[WORK TASK] In the data that follows, count each line with the string "flower"; the reply is the number only.

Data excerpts
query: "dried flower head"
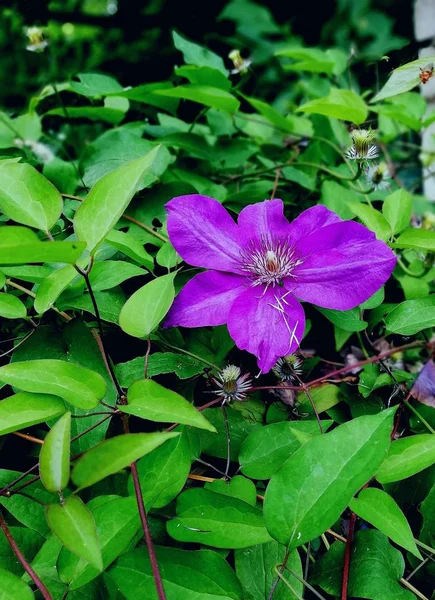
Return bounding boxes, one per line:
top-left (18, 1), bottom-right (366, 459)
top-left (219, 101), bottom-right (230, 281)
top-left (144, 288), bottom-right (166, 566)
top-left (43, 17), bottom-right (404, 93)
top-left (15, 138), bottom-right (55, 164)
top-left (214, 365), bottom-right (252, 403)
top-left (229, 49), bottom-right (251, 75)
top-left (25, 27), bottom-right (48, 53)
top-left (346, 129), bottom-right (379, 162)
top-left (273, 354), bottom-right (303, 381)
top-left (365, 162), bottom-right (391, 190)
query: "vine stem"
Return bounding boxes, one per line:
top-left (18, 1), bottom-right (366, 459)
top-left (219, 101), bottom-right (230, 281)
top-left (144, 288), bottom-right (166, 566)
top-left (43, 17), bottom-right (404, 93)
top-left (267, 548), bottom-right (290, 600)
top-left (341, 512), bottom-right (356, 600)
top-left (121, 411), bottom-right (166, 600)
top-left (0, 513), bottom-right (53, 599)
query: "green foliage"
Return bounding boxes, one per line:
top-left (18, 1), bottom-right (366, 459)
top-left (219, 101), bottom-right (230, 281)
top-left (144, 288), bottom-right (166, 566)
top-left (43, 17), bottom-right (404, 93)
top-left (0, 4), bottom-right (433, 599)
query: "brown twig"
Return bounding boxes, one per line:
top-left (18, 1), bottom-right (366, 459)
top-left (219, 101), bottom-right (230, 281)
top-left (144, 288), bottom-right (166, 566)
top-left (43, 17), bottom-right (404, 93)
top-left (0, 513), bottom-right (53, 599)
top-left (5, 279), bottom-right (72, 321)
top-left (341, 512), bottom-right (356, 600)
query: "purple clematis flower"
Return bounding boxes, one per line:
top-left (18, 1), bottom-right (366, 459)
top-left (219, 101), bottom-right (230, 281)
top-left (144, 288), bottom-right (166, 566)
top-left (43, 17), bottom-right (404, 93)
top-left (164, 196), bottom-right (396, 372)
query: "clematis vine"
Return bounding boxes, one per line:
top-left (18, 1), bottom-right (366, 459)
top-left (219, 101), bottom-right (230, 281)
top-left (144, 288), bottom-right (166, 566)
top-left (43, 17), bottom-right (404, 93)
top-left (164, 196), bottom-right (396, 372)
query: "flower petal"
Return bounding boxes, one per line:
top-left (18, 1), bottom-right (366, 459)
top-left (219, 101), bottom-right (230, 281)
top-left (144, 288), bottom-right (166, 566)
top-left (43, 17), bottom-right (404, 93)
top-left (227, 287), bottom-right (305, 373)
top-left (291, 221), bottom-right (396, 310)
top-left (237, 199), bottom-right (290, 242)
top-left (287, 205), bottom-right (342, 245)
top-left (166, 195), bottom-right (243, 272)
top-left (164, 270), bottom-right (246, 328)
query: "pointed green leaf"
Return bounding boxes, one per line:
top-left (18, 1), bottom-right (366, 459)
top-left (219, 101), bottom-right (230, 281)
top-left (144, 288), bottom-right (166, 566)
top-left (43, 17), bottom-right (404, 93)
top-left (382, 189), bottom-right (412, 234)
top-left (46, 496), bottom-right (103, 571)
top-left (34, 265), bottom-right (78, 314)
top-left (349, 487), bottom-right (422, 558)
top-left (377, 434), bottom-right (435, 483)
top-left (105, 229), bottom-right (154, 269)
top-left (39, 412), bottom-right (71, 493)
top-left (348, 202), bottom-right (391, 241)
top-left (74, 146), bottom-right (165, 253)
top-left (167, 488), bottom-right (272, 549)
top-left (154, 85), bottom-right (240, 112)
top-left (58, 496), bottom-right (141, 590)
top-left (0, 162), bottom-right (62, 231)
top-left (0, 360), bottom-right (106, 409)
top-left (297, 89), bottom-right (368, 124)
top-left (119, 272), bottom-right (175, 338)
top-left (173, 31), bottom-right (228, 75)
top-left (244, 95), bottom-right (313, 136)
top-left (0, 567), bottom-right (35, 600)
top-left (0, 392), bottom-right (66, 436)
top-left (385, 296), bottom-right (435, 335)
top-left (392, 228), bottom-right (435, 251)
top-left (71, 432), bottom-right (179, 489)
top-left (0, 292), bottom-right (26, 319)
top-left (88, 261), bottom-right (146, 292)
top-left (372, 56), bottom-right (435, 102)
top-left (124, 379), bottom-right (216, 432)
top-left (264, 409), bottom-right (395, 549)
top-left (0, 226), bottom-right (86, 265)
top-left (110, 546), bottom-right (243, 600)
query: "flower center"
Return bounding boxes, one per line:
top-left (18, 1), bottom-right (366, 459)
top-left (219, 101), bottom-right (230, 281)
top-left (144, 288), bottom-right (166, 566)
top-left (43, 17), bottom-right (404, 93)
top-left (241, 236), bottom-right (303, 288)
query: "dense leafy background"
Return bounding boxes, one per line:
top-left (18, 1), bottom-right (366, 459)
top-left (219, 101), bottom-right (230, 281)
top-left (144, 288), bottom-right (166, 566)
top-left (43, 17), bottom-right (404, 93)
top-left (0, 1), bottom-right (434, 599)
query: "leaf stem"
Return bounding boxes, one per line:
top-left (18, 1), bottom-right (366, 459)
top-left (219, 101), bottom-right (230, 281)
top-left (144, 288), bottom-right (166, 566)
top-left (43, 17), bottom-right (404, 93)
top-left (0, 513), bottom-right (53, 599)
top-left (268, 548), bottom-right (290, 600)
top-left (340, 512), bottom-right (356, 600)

[TASK RESPONSE] 4